Houston Megafactory included in US$25 billion Capex spend over two years
In the second earnings call since CEO, Elon Musk, announced a change in Tesla’s mission statement from ‘accelerating the world’s transition to sustainable energy’ to ‘amazing abundance,’ the company co-founder and self-styled ‘Technoking’ said demand for the Megapack grid-scale BESS product line is “very strong,” and that the company was “excited to begin production of Megapack 3 later this year in our new world-class factory outside Houston.”
The third-generation Megapack is designed for integration into the new Megablock configuration, which includes integrated transformer hardware and allows multiple units to connect in a single cluster up to 20MWh of capacity.
Tesla’s third so-called Megafactory joins its California facility, which has already ramped to its planned 40GWh annual production capacity and the company’s site in Shanghai, China, which is currently at 20GWh annual capacity but also intended for ramp-up to the same size as its counterpart in the US.
Meanwhile, the Powerwall residential product continues to be produced at the original Nevada Gigafactory, with an annual production capacity of around 6GWh, according to an investor deck.
The factory in Texas is one of six the company is investing in currently across its business lines. Alongside robotics and AI chip research investments, CFO Taneja said Tesla expects to spend US$25 billion in Capex across the 2025-2026 timeframe.

[Records in a dataset]
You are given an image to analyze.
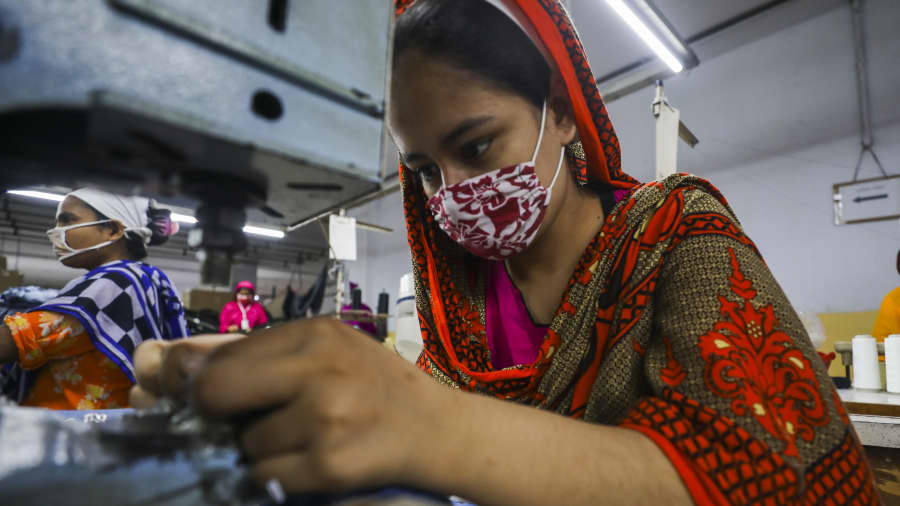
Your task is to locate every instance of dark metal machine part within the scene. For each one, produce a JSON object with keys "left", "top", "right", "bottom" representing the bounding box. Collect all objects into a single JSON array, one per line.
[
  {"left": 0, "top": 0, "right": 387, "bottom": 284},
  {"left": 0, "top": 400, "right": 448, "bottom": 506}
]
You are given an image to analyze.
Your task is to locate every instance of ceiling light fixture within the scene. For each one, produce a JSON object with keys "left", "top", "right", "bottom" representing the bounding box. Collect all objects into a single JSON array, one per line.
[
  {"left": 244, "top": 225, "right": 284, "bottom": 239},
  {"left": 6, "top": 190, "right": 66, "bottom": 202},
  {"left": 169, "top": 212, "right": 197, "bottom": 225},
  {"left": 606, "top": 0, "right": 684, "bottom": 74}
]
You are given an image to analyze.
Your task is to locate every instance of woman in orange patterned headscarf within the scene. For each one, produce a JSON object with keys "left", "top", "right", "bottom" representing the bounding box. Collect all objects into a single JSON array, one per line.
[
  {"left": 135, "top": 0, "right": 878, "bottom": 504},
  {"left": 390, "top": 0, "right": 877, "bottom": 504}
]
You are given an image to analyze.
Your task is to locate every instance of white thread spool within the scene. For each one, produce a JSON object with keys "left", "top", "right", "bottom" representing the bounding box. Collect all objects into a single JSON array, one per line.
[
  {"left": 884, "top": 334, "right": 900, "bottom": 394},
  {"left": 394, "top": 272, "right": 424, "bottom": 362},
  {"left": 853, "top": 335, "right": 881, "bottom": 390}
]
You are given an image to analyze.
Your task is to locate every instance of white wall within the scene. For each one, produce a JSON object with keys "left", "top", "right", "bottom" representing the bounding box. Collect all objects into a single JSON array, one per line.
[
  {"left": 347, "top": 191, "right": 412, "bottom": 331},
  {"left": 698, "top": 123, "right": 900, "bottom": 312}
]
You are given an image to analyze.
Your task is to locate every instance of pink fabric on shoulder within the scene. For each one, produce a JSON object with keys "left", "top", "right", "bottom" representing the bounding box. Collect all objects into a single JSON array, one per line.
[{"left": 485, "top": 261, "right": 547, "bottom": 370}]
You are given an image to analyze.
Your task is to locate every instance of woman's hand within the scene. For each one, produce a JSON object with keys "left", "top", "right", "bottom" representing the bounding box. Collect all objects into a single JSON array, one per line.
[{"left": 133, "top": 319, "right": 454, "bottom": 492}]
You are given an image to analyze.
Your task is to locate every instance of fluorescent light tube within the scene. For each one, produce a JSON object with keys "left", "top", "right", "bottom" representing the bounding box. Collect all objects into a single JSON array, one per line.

# Task
Condense the paragraph in the Megapack article that begins "Tesla’s third so-called Megafactory" into a short list of its main facts.

# Solved problem
- The new factory is Tesla's third Megafactory.
- It joins the California facility, which has already reached its planned 40GWh annual production capacity.
- It also joins the Shanghai, China site, which is at 20GWh annual capacity and is meant to ramp up to the size of its US counterpart.